Content starts

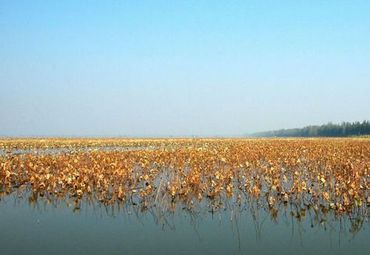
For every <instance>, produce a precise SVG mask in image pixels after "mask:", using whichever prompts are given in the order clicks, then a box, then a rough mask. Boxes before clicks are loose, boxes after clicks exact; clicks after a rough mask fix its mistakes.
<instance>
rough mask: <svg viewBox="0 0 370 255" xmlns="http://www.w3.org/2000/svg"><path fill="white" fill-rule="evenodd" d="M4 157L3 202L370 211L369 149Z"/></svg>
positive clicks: (259, 145) (17, 148)
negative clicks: (221, 206) (247, 205)
mask: <svg viewBox="0 0 370 255" xmlns="http://www.w3.org/2000/svg"><path fill="white" fill-rule="evenodd" d="M0 150H1V157H0V160H1V168H0V191H1V193H0V194H1V196H6V195H7V194H10V193H12V192H19V191H23V190H25V191H29V192H30V193H29V194H30V197H29V199H30V200H33V199H37V198H38V197H45V198H47V199H50V200H51V201H53V200H56V199H72V200H74V201H75V202H76V205H78V204H79V202H81V201H83V200H96V201H99V202H100V203H102V204H104V205H115V204H120V203H130V202H133V201H135V203H140V204H142V205H143V206H144V207H150V206H153V205H155V204H156V203H159V202H161V205H169V204H170V205H171V207H170V208H173V207H174V205H176V204H177V203H180V204H182V205H185V206H189V207H191V206H193V205H194V203H195V202H200V201H203V200H205V201H207V203H209V204H210V205H212V206H213V208H212V209H214V210H217V209H218V208H219V207H221V206H222V200H223V199H234V200H235V201H237V202H243V201H244V200H246V199H247V200H248V199H255V200H258V201H260V202H261V203H265V204H266V205H268V207H269V208H270V209H272V210H273V209H274V208H278V207H279V206H280V205H281V204H284V203H295V204H297V205H298V206H299V207H305V206H310V207H313V208H316V210H333V211H335V212H336V213H338V214H343V213H353V212H356V211H362V212H364V213H367V212H368V206H369V205H370V196H369V195H370V140H368V139H304V140H303V139H280V140H279V139H256V140H248V139H153V140H152V139H47V140H37V139H25V140H22V139H19V140H1V141H0ZM163 202H166V203H163Z"/></svg>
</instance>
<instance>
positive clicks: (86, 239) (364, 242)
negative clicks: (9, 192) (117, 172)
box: [0, 194, 370, 255]
mask: <svg viewBox="0 0 370 255" xmlns="http://www.w3.org/2000/svg"><path fill="white" fill-rule="evenodd" d="M207 208H208V207H207V206H201V205H199V206H198V207H195V209H194V210H191V211H188V210H186V209H184V208H182V207H181V206H180V205H178V206H177V207H176V209H175V210H174V211H170V210H161V208H155V207H154V208H149V209H147V210H144V211H142V210H141V209H142V208H141V206H140V205H132V204H130V203H128V202H127V203H126V204H125V205H123V206H122V207H121V208H118V207H115V209H114V210H113V209H112V207H108V208H106V207H104V206H102V205H101V204H99V203H97V202H93V203H92V202H87V201H85V202H83V203H82V204H81V208H80V209H79V210H77V211H76V210H73V204H72V205H71V206H68V202H66V201H63V200H57V201H54V202H52V203H51V204H49V203H47V202H46V200H45V199H39V200H37V201H36V202H35V203H30V202H29V200H28V199H27V197H26V196H23V198H19V197H18V196H17V195H15V194H13V195H8V196H5V197H2V198H1V200H0V228H1V231H0V248H1V252H0V253H1V254H28V255H29V254H89V255H92V254H315V255H317V254H354V255H355V254H369V253H370V242H369V236H370V229H369V225H370V224H369V222H368V220H369V219H368V216H366V217H364V218H361V221H362V226H361V227H359V228H356V227H358V225H359V224H358V222H359V221H358V220H357V221H356V220H355V219H352V221H351V220H350V218H349V217H347V216H341V217H337V218H336V217H335V216H334V215H332V214H330V213H328V214H327V215H321V216H317V215H314V214H313V213H312V212H310V211H308V212H307V213H306V216H305V217H304V218H301V219H300V220H299V219H297V217H294V216H292V215H291V213H290V211H291V209H292V208H290V206H289V205H287V206H281V207H280V208H279V210H278V216H277V217H276V219H275V220H274V219H273V218H272V217H271V215H270V213H269V212H268V210H266V208H260V209H257V208H256V207H254V206H253V205H251V206H250V207H247V206H245V207H239V206H236V205H229V206H226V207H225V208H226V209H222V210H220V211H217V212H213V213H212V212H210V211H209V210H208V209H209V208H208V209H207ZM361 221H360V222H361ZM351 222H352V224H351ZM356 223H357V224H356ZM353 231H355V232H354V233H353ZM356 231H357V232H356Z"/></svg>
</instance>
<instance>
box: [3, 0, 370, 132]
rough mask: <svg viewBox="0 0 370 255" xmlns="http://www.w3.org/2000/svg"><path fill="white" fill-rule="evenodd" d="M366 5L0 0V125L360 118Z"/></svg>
mask: <svg viewBox="0 0 370 255" xmlns="http://www.w3.org/2000/svg"><path fill="white" fill-rule="evenodd" d="M369 13H370V1H340V0H339V1H205V0H197V1H117V0H116V1H56V0H55V1H46V0H45V1H17V0H0V135H3V136H118V135H120V136H189V135H190V136H191V135H198V136H213V135H221V136H229V135H243V134H246V133H250V132H255V131H263V130H271V129H278V128H290V127H300V126H304V125H309V124H321V123H326V122H329V121H332V122H341V121H356V120H364V119H370V15H369Z"/></svg>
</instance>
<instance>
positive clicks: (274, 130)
mask: <svg viewBox="0 0 370 255" xmlns="http://www.w3.org/2000/svg"><path fill="white" fill-rule="evenodd" d="M361 135H370V121H367V120H364V121H363V122H360V121H356V122H353V123H352V122H342V123H341V124H333V123H331V122H329V123H328V124H324V125H321V126H306V127H304V128H292V129H280V130H273V131H267V132H259V133H255V134H252V135H251V136H255V137H347V136H361Z"/></svg>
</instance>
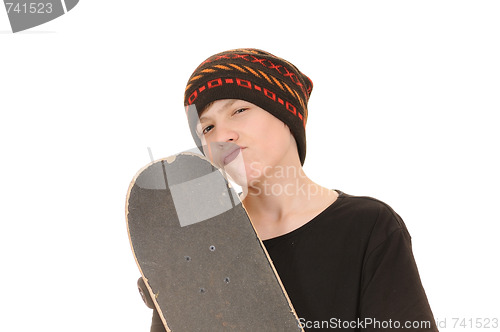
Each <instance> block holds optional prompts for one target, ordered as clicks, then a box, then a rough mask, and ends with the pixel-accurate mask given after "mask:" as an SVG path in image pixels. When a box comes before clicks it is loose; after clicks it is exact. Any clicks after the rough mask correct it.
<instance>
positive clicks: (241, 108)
mask: <svg viewBox="0 0 500 332" xmlns="http://www.w3.org/2000/svg"><path fill="white" fill-rule="evenodd" d="M246 110H247V109H246V108H239V109H237V110H236V111H234V113H233V114H238V113H241V112H244V111H246Z"/></svg>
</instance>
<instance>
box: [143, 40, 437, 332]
mask: <svg viewBox="0 0 500 332" xmlns="http://www.w3.org/2000/svg"><path fill="white" fill-rule="evenodd" d="M312 87H313V84H312V81H311V80H310V79H309V78H308V77H307V76H306V75H304V74H303V73H302V72H300V71H299V69H298V68H297V67H295V66H294V65H293V64H291V63H290V62H288V61H286V60H284V59H281V58H279V57H276V56H274V55H272V54H270V53H268V52H265V51H262V50H257V49H237V50H231V51H226V52H222V53H219V54H216V55H214V56H211V57H209V58H208V59H207V60H205V61H204V62H203V63H202V64H201V65H200V66H198V68H197V69H196V70H195V71H194V73H193V74H192V76H191V77H190V79H189V81H188V84H187V87H186V91H185V98H184V103H185V106H186V112H187V115H188V120H189V125H190V129H191V133H192V136H193V138H194V140H195V142H196V144H197V146H198V147H199V148H200V149H201V150H202V151H203V153H204V154H205V155H207V156H208V157H209V158H210V159H211V160H212V161H213V162H214V163H215V164H217V166H219V167H223V168H224V169H225V170H226V171H227V173H228V174H229V175H230V177H231V178H232V179H233V180H234V181H235V182H236V183H238V184H240V185H241V187H242V189H243V193H242V195H241V198H242V203H243V206H244V207H245V209H246V211H247V213H248V215H249V217H250V219H251V220H252V223H253V225H254V227H255V229H256V231H257V233H258V235H259V237H260V238H261V239H262V240H263V243H264V245H265V247H266V249H267V251H268V253H269V255H270V257H271V259H272V261H273V264H274V266H275V267H276V270H277V272H278V274H279V277H280V279H281V280H282V282H283V285H284V287H285V289H286V291H287V293H288V295H289V297H290V300H291V302H292V304H293V306H294V308H295V310H296V312H297V315H298V317H299V318H300V322H301V324H302V325H303V327H304V329H305V330H306V331H310V330H314V331H319V330H331V329H334V328H342V329H343V330H346V331H349V330H351V331H357V330H362V331H369V330H391V329H395V330H397V329H399V328H409V327H411V328H414V329H415V330H420V331H437V328H436V325H435V321H434V317H433V315H432V312H431V309H430V307H429V304H428V300H427V297H426V295H425V291H424V289H423V287H422V284H421V281H420V277H419V273H418V270H417V265H416V263H415V259H414V257H413V254H412V249H411V237H410V234H409V233H408V230H407V228H406V226H405V224H404V222H403V220H402V219H401V218H400V216H399V215H398V214H397V213H396V212H395V211H394V210H393V209H392V208H391V207H390V206H389V205H387V204H385V203H384V202H381V201H379V200H377V199H374V198H371V197H363V196H353V195H348V194H346V193H343V192H342V191H340V190H331V189H329V188H325V187H323V186H321V185H319V184H317V183H315V182H314V181H312V180H311V179H310V178H309V177H308V176H307V175H306V174H305V173H304V170H303V168H302V166H303V164H304V160H305V156H306V136H305V128H306V123H307V115H308V109H307V104H308V100H309V96H310V94H311V91H312ZM338 143H339V144H342V143H341V142H338ZM344 144H345V143H344ZM329 146H331V145H329ZM155 328H160V329H161V328H162V326H161V322H160V321H159V317H158V314H157V313H155V314H154V316H153V326H152V331H153V330H154V329H155Z"/></svg>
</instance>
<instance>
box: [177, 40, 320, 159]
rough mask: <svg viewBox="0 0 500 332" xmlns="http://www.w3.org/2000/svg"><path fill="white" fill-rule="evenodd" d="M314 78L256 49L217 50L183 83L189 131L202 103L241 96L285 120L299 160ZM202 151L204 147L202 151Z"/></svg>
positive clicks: (195, 139) (286, 61) (195, 122)
mask: <svg viewBox="0 0 500 332" xmlns="http://www.w3.org/2000/svg"><path fill="white" fill-rule="evenodd" d="M312 88H313V83H312V81H311V80H310V79H309V77H307V76H306V75H304V74H302V73H301V72H300V71H299V70H298V69H297V67H295V66H294V65H293V64H291V63H290V62H288V61H286V60H284V59H281V58H278V57H276V56H274V55H272V54H270V53H268V52H265V51H262V50H258V49H235V50H230V51H226V52H222V53H218V54H215V55H213V56H211V57H209V58H208V59H206V60H205V61H204V62H202V63H201V65H200V66H199V67H198V68H196V70H195V71H194V72H193V74H192V75H191V77H190V78H189V81H188V83H187V86H186V91H185V93H184V106H186V112H187V115H188V120H189V126H190V129H191V134H192V136H193V138H194V140H195V142H196V144H197V146H198V147H199V148H200V150H202V148H201V141H200V138H199V137H198V135H197V133H196V125H197V123H198V117H199V115H200V114H201V112H203V111H204V109H205V107H206V106H207V105H208V104H209V103H211V102H213V101H216V100H220V99H241V100H245V101H248V102H250V103H252V104H255V105H257V106H259V107H260V108H262V109H264V110H266V111H267V112H269V113H271V114H272V115H274V116H275V117H276V118H278V119H279V120H281V121H282V122H284V123H285V124H286V125H287V126H288V128H290V131H291V133H292V135H293V136H294V138H295V141H296V142H297V148H298V152H299V157H300V162H301V164H302V165H303V164H304V160H305V156H306V135H305V126H306V122H307V102H308V101H309V96H310V94H311V91H312ZM202 151H203V150H202Z"/></svg>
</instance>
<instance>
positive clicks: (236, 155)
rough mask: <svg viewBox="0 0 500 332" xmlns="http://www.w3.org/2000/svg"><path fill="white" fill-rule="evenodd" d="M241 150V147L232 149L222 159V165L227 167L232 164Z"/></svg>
mask: <svg viewBox="0 0 500 332" xmlns="http://www.w3.org/2000/svg"><path fill="white" fill-rule="evenodd" d="M241 149H242V148H240V147H239V146H235V147H234V148H233V149H231V150H229V151H228V152H227V153H225V154H224V155H223V158H222V165H223V166H226V165H227V164H229V163H230V162H232V161H233V160H234V159H235V158H236V157H237V156H238V154H239V153H240V151H241Z"/></svg>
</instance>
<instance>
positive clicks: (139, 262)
mask: <svg viewBox="0 0 500 332" xmlns="http://www.w3.org/2000/svg"><path fill="white" fill-rule="evenodd" d="M126 219H127V228H128V234H129V239H130V243H131V246H132V251H133V254H134V257H135V260H136V263H137V265H138V267H139V270H140V272H141V275H142V277H143V279H144V281H145V284H146V286H147V288H148V291H149V292H150V294H151V297H152V299H153V301H154V303H155V306H156V308H157V310H158V312H159V314H160V317H161V319H162V321H163V324H164V325H165V328H166V330H167V331H174V332H177V331H226V330H227V331H287V332H288V331H303V330H302V329H301V328H300V325H299V321H298V319H297V316H296V314H295V311H294V310H293V307H292V305H291V302H290V300H289V298H288V296H287V294H286V292H285V290H284V288H283V285H282V284H281V281H280V279H279V277H278V275H277V273H276V271H275V269H274V267H273V265H272V263H271V261H270V259H269V256H268V254H267V251H266V250H265V247H264V246H263V244H262V242H261V241H260V239H259V238H258V236H257V233H256V232H255V230H254V228H253V226H252V224H251V221H250V219H249V218H248V216H247V214H246V211H245V209H244V208H243V206H242V204H241V202H240V200H239V197H238V195H237V194H236V192H235V191H234V189H233V188H231V186H230V185H229V184H228V181H227V180H226V179H225V177H224V176H223V174H222V172H221V171H220V170H219V169H217V168H216V167H214V166H213V165H212V164H211V163H210V162H209V161H208V160H207V159H205V158H204V157H203V156H201V155H195V154H191V153H182V154H178V155H175V156H172V157H169V158H165V159H160V160H157V161H154V162H152V163H150V164H148V165H147V166H146V167H144V168H143V169H141V170H140V171H139V172H138V173H137V175H136V176H135V177H134V179H133V180H132V183H131V184H130V187H129V191H128V194H127V202H126Z"/></svg>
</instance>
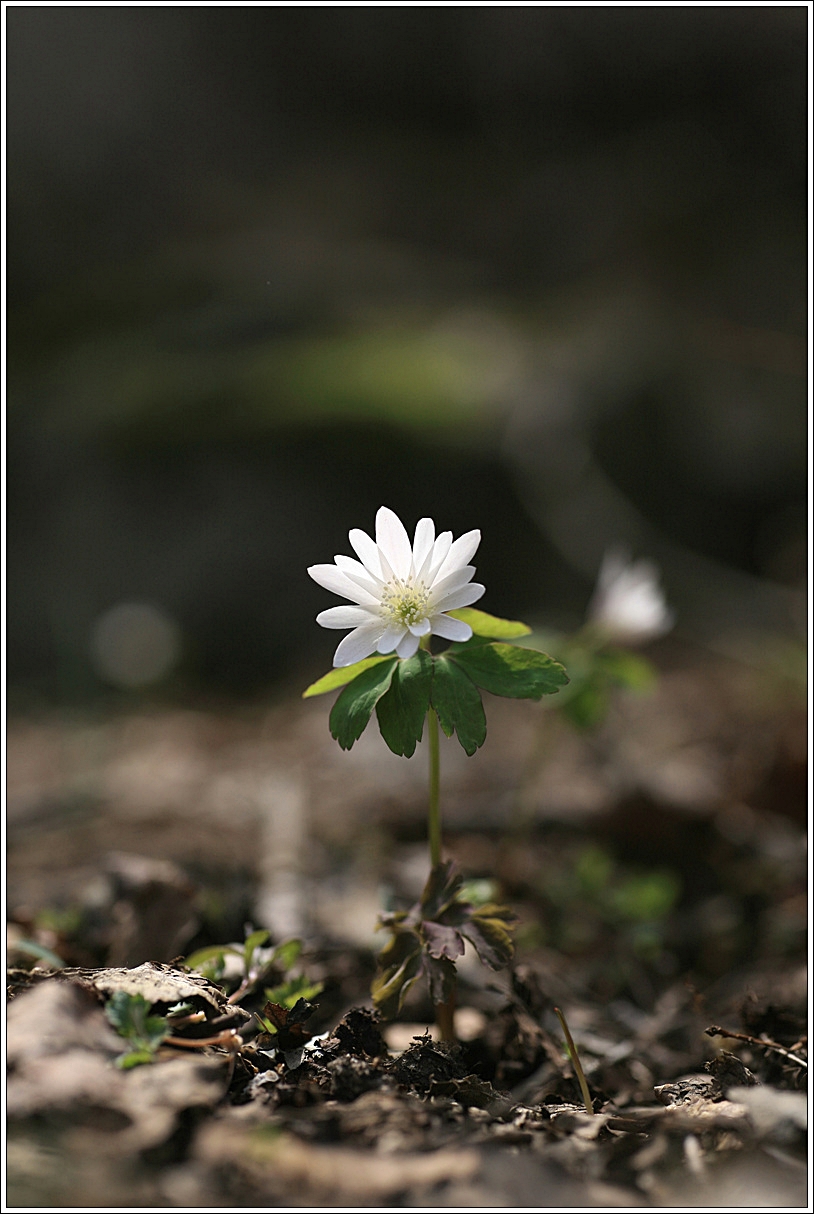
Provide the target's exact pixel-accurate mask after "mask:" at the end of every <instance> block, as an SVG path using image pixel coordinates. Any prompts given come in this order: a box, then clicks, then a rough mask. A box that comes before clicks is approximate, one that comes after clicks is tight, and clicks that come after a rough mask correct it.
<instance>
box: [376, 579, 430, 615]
mask: <svg viewBox="0 0 814 1214" xmlns="http://www.w3.org/2000/svg"><path fill="white" fill-rule="evenodd" d="M428 597H429V595H428V591H427V588H426V586H425V584H423V582H415V583H414V582H412V580H411V579H410V580H408V582H406V583H404V582H398V580H397V579H393V580H392V582H388V583H387V585H386V586H385V588H383V589H382V597H381V605H382V615H383V617H385V618H386V619H387V620H389V622H391V624H406V625H410V624H417V622H419V620H420V619H423V618H425V617H426V614H427V600H428Z"/></svg>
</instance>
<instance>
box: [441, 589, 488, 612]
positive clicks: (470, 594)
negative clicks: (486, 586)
mask: <svg viewBox="0 0 814 1214" xmlns="http://www.w3.org/2000/svg"><path fill="white" fill-rule="evenodd" d="M485 592H486V588H485V586H482V585H480V583H478V582H469V584H468V585H466V586H461V589H460V590H454V591H452V592H451V595H446V597H445V599H443V600H442V601H440V602H439V603H433V611H434V612H436V614H439V613H440V612H444V611H455V609H456V607H471V606H472V603H477V601H478V599H480V596H482V595H484V594H485Z"/></svg>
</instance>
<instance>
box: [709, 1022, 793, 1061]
mask: <svg viewBox="0 0 814 1214" xmlns="http://www.w3.org/2000/svg"><path fill="white" fill-rule="evenodd" d="M704 1032H705V1033H706V1034H707V1037H732V1038H733V1039H734V1040H736V1042H747V1044H748V1045H759V1046H761V1049H764V1050H772V1053H773V1054H781V1055H782V1056H784V1057H785V1059H789V1060H790V1062H796V1063H797V1066H799V1067H802V1068H803V1070H804V1071H807V1070H808V1062H807V1061H806V1059H801V1057H799V1056H798V1055H797V1054H792V1053H791V1050H787V1049H786V1048H785V1045H778V1043H776V1042H769V1040H764V1039H763V1038H762V1037H750V1034H748V1033H732V1032H730V1031H729V1029H728V1028H722V1027H721V1025H710V1027H708V1028H705V1029H704Z"/></svg>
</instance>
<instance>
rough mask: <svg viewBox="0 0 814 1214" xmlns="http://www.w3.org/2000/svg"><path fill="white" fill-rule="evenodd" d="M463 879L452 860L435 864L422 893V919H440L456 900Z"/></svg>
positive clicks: (421, 895)
mask: <svg viewBox="0 0 814 1214" xmlns="http://www.w3.org/2000/svg"><path fill="white" fill-rule="evenodd" d="M462 880H463V878H462V877H461V873H460V872H459V869H457V866H456V864H455V861H452V860H443V861H442V862H440V864H433V867H432V868H431V869H429V877H428V878H427V881H426V884H425V887H423V890H422V892H421V902H420V903H419V909H420V913H421V919H438V918H439V917H440V915H442V914H443V913H444V911H446V909H448V908H449V907H450V906H451V904H452V903H454V902H455V900H456V897H457V891H459V890H460V887H461V883H462Z"/></svg>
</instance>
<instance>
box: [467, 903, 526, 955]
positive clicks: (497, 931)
mask: <svg viewBox="0 0 814 1214" xmlns="http://www.w3.org/2000/svg"><path fill="white" fill-rule="evenodd" d="M514 918H516V917H514V915H513V914H512V912H511V911H508V909H507V908H506V907H497V906H495V904H494V903H491V904H488V906H485V907H480V908H479V909H478V911H476V912H474V913H473V914H472V915H469V918H467V919H466V920H465V921H463V923H462V924H460V927H459V930H460V932H461V935H462V936H465V937H466V938H467V940H468V941H469V943H472V944H474V948H476V951H477V953H478V957H479V958H480V960H482V961H483V964H484V965H488V966H489V969H490V970H500V969H502V968H503V965H508V963H510V961H511V959H512V957H513V955H514V944H513V941H512V934H511V930H510V927H508V924H510V923H513V921H514Z"/></svg>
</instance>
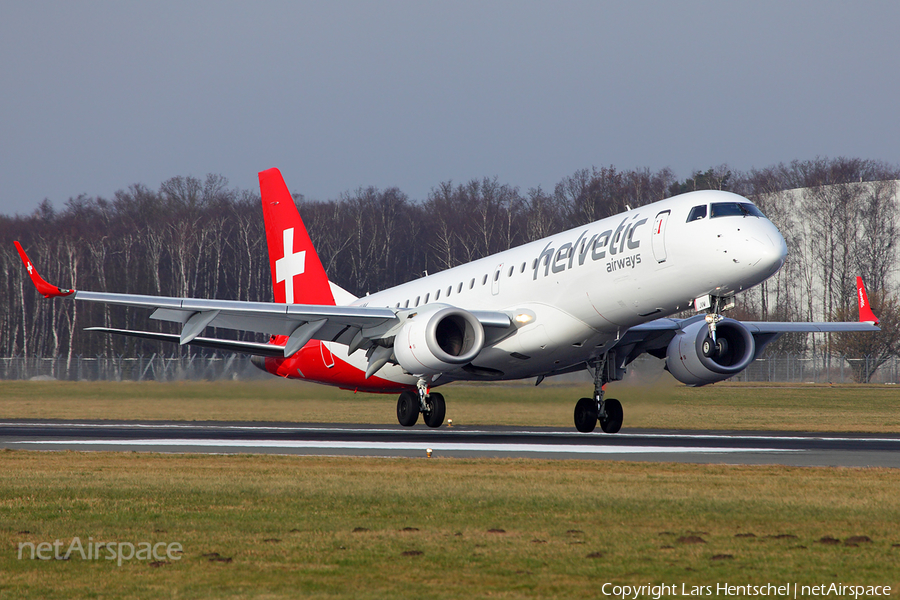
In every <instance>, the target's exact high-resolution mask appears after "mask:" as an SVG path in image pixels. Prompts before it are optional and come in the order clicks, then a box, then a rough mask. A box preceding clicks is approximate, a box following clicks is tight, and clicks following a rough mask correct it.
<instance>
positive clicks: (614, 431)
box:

Content ends

REQUIRED ACTION -> Please copy every line in the entries where "correct" appears.

THE COMPLETED TASK ->
Each <instance> block holds optional prompts for one target, ordered as clicks, then a box, then a rough mask, and ends with the pixel-accurate mask given after "mask:" as an SVG path in image pixels. When a box comes before clicks it is loose; after clicks it is exact. Any clicks after the rough mask correct it.
Provide the target's exact pixel-accurate mask after "mask:" at the end of every <instance> block, as an SVG path using image pixel coordinates. Any prompts given come in this order: a box, then clicks, then a rough mask. A box that comes before clicks is approximate, one that comes after clicks is tight, and clicks that come after a rough mask correct it.
In every <instance>, the target's exact high-resolution mask appears after "mask:" as an SVG path in image pixels. Prompts before it are optional and come in the order clicks, then a box, then a rough mask. A box preceding clicks is approximate, a box following clicks is tight, and clicks following a rough mask correct it.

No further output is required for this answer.